··· Data entries
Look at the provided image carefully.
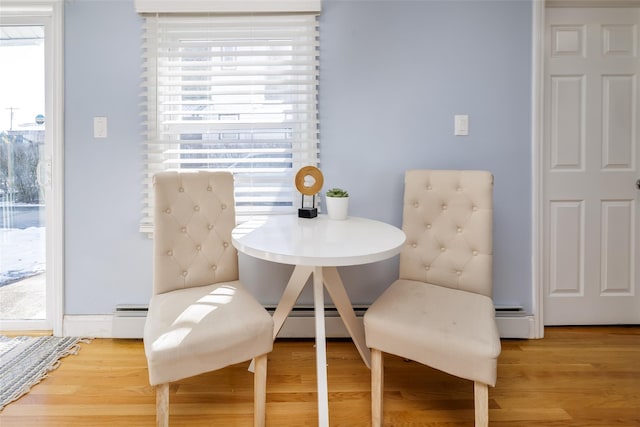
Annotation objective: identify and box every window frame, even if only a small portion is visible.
[140,7,319,233]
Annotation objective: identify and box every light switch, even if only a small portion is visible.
[93,117,107,138]
[453,114,469,136]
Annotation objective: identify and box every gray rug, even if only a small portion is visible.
[0,335,86,411]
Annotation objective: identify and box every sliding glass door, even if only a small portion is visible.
[0,1,62,335]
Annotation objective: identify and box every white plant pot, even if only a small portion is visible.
[324,197,349,220]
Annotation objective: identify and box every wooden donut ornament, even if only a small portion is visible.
[296,166,324,196]
[295,166,324,218]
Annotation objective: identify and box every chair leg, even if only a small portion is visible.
[371,348,384,427]
[253,354,267,427]
[473,381,489,427]
[156,383,169,427]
······
### What needs to be done
How many lines of the data above contain the word "chair"? Give only the number.

### Correct response
1